» **Work to be completed**
The lines from the top of the listing through the one containing "lookup multi-story building" are to be retyped exactly, with no other lines.

» **Data shown**

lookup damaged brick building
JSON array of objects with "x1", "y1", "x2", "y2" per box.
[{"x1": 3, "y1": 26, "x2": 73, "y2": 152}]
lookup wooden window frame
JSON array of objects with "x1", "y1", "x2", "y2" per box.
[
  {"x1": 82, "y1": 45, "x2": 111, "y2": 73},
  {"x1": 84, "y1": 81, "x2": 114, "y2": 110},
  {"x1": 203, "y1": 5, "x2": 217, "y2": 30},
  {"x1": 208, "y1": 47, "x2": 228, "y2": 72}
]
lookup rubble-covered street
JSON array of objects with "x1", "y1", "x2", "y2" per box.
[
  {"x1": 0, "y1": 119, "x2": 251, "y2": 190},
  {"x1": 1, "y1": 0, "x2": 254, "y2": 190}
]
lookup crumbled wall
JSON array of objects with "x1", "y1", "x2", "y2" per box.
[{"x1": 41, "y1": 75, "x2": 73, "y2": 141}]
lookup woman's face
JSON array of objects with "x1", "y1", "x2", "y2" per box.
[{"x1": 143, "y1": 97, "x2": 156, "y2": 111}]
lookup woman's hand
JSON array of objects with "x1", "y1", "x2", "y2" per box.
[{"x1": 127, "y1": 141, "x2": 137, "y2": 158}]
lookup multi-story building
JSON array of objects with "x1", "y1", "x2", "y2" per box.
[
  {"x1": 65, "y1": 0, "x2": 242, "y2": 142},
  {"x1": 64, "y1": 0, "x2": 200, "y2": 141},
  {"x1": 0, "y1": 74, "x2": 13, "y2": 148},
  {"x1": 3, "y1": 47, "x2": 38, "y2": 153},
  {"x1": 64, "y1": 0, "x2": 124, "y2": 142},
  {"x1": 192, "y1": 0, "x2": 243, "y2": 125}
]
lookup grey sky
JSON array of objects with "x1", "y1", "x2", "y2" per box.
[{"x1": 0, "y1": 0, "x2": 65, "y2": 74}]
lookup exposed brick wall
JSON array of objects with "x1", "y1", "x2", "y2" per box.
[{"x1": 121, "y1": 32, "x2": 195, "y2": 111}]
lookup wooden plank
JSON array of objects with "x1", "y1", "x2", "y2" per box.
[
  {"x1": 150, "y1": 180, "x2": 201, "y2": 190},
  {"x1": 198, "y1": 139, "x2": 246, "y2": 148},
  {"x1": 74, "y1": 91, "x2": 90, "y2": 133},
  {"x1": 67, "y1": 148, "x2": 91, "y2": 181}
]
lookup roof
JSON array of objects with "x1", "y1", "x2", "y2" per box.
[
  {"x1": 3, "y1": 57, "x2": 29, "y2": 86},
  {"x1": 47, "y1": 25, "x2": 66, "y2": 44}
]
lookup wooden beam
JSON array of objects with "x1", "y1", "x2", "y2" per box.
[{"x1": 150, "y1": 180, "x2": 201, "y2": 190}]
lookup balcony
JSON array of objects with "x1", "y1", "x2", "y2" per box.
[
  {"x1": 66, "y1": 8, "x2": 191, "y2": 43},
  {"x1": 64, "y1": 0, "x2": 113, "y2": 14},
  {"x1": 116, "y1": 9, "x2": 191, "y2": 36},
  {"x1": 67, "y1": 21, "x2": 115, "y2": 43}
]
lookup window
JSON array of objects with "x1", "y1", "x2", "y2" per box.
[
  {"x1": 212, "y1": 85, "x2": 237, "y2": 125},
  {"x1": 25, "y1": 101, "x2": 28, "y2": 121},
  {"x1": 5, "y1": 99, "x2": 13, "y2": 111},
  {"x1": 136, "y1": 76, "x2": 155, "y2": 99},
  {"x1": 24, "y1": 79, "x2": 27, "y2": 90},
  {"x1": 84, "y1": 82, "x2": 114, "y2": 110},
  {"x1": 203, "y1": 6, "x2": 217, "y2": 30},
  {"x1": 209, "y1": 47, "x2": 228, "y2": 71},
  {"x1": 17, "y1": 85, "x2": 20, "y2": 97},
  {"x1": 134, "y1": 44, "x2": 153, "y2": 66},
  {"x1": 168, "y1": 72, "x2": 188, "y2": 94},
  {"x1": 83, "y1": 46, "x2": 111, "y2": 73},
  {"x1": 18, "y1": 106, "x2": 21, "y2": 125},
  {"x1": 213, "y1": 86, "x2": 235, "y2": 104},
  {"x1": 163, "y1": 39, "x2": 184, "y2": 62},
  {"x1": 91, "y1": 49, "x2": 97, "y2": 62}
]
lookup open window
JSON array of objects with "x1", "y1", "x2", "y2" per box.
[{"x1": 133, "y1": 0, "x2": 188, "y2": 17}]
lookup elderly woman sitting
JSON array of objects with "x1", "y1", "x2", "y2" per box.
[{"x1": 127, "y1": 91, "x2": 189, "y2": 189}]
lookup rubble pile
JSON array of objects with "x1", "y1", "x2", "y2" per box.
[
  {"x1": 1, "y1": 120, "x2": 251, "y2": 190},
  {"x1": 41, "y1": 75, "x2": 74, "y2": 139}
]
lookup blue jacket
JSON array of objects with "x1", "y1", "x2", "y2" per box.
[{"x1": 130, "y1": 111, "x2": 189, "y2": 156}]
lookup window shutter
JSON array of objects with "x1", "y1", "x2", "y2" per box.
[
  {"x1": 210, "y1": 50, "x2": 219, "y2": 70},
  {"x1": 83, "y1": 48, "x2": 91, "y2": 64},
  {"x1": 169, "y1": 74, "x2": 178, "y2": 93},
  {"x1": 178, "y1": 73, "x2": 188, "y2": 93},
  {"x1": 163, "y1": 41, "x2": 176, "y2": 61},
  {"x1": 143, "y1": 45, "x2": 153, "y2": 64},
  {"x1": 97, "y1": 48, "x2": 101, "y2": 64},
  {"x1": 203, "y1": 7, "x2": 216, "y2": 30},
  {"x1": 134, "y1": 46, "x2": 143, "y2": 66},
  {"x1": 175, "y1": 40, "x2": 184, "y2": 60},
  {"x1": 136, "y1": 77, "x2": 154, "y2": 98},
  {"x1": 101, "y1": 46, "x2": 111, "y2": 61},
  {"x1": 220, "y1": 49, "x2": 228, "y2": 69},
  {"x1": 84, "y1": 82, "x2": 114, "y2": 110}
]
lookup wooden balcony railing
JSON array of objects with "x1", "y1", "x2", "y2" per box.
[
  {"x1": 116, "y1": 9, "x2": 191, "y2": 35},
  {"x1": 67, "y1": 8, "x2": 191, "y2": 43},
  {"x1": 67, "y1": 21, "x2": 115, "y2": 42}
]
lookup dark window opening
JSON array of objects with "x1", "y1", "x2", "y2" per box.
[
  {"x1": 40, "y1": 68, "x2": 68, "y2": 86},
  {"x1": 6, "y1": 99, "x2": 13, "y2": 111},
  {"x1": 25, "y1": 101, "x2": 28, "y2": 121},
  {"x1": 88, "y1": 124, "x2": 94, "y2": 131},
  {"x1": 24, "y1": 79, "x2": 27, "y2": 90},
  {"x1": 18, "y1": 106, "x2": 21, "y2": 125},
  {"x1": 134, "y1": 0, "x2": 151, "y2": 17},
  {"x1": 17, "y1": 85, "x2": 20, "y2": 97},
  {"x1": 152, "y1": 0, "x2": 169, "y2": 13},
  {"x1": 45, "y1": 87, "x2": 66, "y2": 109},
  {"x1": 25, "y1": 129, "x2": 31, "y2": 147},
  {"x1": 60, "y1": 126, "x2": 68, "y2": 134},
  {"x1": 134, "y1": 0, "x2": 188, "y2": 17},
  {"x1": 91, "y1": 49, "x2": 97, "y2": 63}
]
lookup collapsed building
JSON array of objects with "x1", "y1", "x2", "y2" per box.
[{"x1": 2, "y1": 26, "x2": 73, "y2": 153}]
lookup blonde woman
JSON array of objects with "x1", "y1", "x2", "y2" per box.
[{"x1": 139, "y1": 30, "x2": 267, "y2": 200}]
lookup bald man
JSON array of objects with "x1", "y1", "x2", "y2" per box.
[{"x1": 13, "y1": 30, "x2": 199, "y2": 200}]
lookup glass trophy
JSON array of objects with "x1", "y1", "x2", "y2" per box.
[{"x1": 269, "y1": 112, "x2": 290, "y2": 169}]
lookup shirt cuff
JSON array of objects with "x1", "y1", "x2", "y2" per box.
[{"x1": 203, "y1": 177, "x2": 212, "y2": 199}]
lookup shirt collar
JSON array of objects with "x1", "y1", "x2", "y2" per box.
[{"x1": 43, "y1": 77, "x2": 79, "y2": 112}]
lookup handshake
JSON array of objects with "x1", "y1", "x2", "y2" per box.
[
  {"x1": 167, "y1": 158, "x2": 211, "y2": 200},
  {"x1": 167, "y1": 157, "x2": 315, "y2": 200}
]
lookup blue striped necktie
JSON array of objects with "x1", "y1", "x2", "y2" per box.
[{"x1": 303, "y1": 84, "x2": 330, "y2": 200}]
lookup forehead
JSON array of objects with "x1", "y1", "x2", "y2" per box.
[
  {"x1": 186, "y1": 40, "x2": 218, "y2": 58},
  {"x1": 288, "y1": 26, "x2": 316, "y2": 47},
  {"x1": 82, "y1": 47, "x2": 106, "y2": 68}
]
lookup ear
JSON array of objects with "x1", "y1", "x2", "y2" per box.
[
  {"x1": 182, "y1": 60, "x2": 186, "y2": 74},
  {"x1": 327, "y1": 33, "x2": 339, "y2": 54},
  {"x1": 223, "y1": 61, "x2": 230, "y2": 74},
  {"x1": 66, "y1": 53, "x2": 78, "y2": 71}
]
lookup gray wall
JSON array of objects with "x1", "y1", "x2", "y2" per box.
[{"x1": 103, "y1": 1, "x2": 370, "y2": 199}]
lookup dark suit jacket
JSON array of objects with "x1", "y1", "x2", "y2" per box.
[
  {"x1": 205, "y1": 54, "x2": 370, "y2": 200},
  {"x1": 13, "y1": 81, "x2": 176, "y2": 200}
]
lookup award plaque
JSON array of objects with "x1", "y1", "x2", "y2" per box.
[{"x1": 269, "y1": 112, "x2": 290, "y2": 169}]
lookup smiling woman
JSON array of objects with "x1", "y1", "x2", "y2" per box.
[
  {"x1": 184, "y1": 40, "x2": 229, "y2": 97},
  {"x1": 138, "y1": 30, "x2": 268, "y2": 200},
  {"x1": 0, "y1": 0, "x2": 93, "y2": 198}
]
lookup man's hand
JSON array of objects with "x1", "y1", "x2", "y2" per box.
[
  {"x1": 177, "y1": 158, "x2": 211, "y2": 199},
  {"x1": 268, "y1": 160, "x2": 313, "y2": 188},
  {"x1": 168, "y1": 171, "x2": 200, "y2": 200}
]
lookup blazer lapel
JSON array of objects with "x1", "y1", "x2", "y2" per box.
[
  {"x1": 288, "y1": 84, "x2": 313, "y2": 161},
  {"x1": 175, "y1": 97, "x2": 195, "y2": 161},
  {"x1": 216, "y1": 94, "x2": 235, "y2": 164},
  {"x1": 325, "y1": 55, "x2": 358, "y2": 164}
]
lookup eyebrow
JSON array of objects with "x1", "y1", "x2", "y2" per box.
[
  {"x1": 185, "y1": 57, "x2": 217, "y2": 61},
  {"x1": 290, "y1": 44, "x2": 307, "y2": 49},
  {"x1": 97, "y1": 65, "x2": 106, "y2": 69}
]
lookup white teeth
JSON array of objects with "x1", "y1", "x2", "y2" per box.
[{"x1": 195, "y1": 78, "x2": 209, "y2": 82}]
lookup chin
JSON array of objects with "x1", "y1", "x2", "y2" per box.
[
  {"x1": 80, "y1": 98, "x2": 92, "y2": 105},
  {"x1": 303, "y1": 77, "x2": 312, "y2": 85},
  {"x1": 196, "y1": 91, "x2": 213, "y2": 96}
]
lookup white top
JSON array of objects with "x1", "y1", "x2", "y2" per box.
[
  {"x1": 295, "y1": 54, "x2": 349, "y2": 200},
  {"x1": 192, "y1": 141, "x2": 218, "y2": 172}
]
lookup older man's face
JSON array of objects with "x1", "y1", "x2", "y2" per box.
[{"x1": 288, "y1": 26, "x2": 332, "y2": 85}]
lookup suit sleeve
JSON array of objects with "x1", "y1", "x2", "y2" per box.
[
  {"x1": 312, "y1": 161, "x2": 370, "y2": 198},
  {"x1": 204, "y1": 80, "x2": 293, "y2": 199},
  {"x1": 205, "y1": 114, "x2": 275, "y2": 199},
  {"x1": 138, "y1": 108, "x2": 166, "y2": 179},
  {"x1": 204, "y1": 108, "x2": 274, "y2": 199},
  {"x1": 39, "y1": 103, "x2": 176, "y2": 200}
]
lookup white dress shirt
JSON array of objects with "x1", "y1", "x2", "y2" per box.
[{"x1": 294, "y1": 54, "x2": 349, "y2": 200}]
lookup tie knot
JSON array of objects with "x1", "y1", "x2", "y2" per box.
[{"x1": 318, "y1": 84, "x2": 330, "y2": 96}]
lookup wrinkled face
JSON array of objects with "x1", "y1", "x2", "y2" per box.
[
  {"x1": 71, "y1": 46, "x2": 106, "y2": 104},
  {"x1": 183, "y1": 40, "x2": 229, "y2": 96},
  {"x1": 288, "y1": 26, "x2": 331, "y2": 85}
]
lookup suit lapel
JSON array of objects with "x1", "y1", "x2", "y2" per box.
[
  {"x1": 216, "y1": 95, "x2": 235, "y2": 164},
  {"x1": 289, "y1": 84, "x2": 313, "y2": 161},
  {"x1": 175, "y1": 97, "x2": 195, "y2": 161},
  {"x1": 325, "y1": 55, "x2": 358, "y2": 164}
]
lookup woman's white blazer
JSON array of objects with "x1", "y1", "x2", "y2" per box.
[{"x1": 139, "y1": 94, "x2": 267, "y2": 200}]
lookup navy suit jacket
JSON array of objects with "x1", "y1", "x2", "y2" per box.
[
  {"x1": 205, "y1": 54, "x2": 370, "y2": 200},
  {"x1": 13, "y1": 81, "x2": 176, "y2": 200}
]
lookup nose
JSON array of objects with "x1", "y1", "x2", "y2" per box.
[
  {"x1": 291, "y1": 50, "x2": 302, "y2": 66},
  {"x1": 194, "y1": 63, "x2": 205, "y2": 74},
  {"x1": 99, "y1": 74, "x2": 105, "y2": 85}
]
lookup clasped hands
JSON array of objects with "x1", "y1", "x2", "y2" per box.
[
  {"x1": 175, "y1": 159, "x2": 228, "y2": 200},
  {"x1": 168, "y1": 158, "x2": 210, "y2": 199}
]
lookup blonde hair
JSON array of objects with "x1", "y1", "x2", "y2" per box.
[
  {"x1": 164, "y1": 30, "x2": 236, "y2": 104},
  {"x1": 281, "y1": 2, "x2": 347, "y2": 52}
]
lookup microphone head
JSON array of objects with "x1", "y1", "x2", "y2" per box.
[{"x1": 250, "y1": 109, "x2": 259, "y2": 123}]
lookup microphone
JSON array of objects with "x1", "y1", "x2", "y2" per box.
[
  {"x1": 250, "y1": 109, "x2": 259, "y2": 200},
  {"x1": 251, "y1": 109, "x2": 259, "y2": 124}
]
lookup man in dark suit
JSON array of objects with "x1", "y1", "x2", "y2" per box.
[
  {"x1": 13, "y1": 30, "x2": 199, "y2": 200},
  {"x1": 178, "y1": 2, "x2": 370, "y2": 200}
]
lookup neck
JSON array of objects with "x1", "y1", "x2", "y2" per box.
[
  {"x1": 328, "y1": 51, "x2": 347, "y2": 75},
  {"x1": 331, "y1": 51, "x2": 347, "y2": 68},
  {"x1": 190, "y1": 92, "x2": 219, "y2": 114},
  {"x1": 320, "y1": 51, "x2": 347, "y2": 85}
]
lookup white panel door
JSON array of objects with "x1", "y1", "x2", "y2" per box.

» **Exercise result**
lookup damaged brick building
JSON array of objects with "x1", "y1", "x2", "y2" per box.
[{"x1": 3, "y1": 26, "x2": 73, "y2": 152}]
lookup wooden window frame
JSON array of objects with "x1", "y1", "x2", "y2" per box.
[
  {"x1": 82, "y1": 45, "x2": 111, "y2": 73},
  {"x1": 84, "y1": 81, "x2": 114, "y2": 110},
  {"x1": 203, "y1": 5, "x2": 217, "y2": 30},
  {"x1": 208, "y1": 47, "x2": 228, "y2": 72}
]
lookup rubble-covered street
JSON array of objects with "x1", "y1", "x2", "y2" per box.
[
  {"x1": 0, "y1": 119, "x2": 251, "y2": 190},
  {"x1": 1, "y1": 0, "x2": 254, "y2": 190}
]
lookup crumbled wall
JSON array of objects with "x1", "y1", "x2", "y2" per box.
[{"x1": 41, "y1": 75, "x2": 73, "y2": 141}]
lookup woman's face
JSON array of objects with "x1", "y1", "x2", "y2" per box.
[{"x1": 143, "y1": 97, "x2": 156, "y2": 111}]
lookup woman's hand
JSON array of objects with "x1", "y1", "x2", "y2" per box.
[{"x1": 127, "y1": 141, "x2": 137, "y2": 158}]
lookup multi-story building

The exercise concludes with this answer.